(Stored items)
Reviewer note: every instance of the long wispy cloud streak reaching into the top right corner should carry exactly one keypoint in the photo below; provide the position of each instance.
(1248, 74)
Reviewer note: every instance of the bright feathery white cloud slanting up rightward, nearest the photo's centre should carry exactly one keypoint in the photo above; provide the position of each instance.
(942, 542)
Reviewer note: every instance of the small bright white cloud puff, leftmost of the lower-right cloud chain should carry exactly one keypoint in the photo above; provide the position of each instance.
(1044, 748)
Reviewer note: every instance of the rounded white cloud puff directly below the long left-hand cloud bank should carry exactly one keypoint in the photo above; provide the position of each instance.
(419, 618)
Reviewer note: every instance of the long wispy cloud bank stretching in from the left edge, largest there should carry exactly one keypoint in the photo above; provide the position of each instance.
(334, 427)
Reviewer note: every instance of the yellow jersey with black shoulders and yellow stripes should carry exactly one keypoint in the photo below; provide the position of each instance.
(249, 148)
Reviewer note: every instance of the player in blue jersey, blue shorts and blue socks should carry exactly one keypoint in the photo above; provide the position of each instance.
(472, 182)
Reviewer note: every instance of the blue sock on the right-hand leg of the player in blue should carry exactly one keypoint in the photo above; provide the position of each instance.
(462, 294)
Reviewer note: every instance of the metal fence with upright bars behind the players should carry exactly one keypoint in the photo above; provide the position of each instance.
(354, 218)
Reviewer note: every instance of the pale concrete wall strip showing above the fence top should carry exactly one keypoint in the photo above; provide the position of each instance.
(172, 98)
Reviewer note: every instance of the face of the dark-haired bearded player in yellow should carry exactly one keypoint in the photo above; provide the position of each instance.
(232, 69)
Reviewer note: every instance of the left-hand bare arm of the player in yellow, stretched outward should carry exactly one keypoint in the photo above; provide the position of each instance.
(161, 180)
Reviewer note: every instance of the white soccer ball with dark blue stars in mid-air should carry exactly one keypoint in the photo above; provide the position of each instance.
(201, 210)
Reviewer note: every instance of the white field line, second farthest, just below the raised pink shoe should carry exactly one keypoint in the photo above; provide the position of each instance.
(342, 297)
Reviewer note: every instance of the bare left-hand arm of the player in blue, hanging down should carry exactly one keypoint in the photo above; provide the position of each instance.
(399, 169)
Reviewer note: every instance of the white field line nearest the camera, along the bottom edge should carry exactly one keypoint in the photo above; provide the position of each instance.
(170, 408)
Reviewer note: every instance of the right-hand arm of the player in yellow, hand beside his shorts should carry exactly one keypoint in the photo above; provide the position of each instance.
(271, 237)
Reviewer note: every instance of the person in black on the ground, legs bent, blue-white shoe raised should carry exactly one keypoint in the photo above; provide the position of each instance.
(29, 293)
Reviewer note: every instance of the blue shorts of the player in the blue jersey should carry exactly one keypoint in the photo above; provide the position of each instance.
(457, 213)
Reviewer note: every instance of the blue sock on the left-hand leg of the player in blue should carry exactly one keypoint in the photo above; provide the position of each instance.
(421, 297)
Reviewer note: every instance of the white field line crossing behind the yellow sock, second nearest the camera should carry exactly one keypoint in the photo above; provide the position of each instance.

**Task statement**: Answer with the exact lines running from the one that contains "Reviewer note: every instance of the blue shorts" through the last line of the data. Include no other line.

**Response area**:
Reviewer note: every instance of the blue shorts of the player in the blue jersey should carry exactly one keypoint in the photo above; provide the position of each instance.
(457, 213)
Reviewer note: every instance of the blue sock on the left-hand leg of the player in blue should carry exactly one keypoint in the photo above; provide the position of each instance.
(421, 297)
Reviewer note: every instance of the white field line crossing behind the yellow sock, second nearest the camera should carry exactly one keypoint in the photo above; provide the position of each instance.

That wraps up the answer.